• **Task details**:
Reproduce every item below verbatim, leaving out the pictures.

[Coordinate annotation entries]
== == ==

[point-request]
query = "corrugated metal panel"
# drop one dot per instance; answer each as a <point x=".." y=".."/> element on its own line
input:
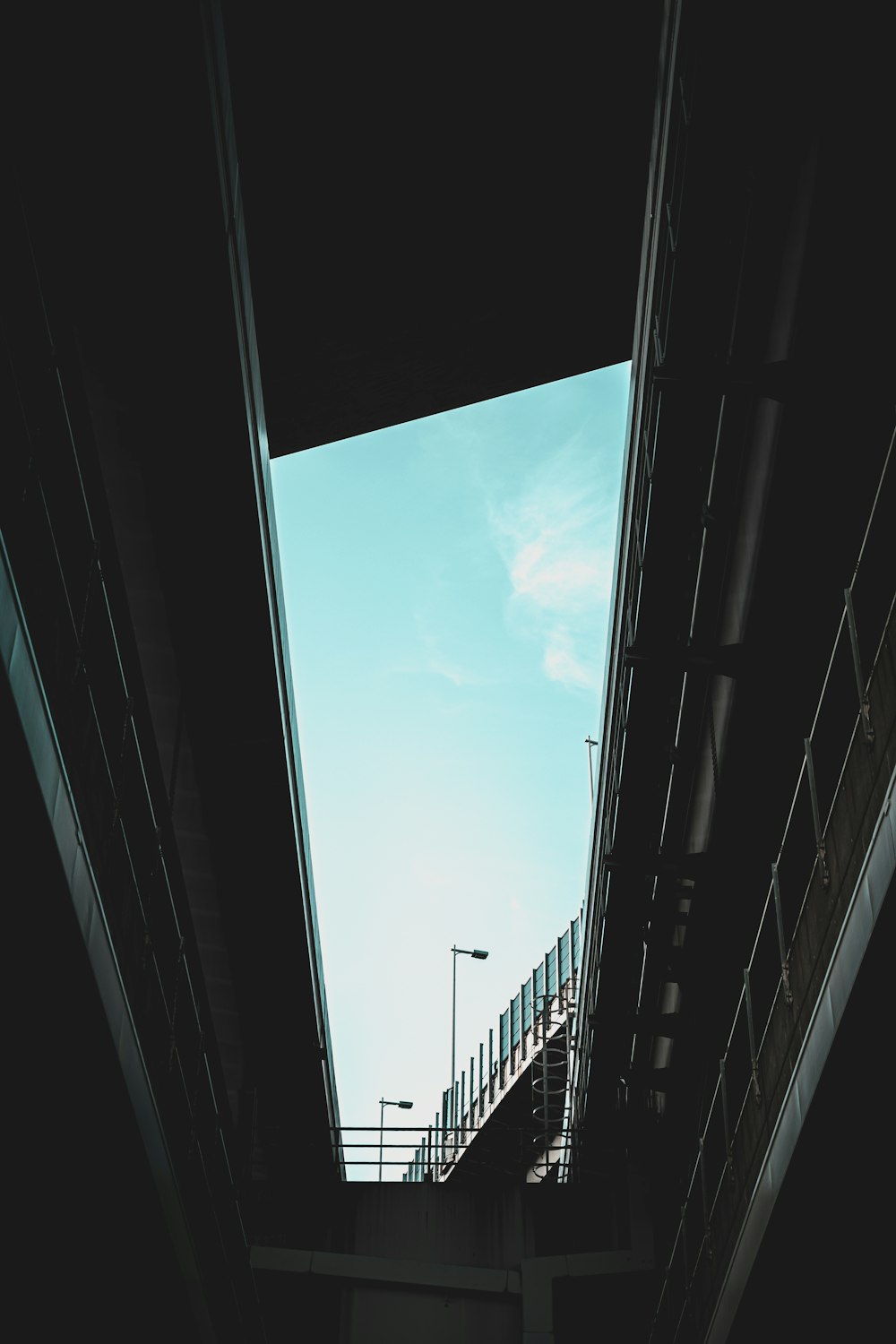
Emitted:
<point x="565" y="970"/>
<point x="551" y="962"/>
<point x="538" y="976"/>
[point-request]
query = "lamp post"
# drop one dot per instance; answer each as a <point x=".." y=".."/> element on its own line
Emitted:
<point x="477" y="956"/>
<point x="405" y="1105"/>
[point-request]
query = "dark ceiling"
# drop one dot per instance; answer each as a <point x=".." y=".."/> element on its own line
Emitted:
<point x="437" y="212"/>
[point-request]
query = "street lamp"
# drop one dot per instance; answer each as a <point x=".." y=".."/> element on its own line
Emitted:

== == ==

• **Reply**:
[point-request]
query = "corrugated metal panel"
# drop one dot per instance; answer each as a <point x=".." y=".."/> element on its own line
input:
Emitted:
<point x="565" y="970"/>
<point x="551" y="962"/>
<point x="538" y="976"/>
[point-request]
query = "lamp post"
# drop one dot per instance; answer each as a <point x=".." y=".."/> element on its own line
Emitted:
<point x="477" y="956"/>
<point x="405" y="1105"/>
[point-request]
query = "dark ceiling"
# drop one dot per instance; answer each as a <point x=".." y=".."/> element on its own line
Emitted:
<point x="437" y="212"/>
[point-request]
query = "street lamp"
# drop one dot per instance; answer each as a <point x=".." y=".."/> element on its own line
Emitted:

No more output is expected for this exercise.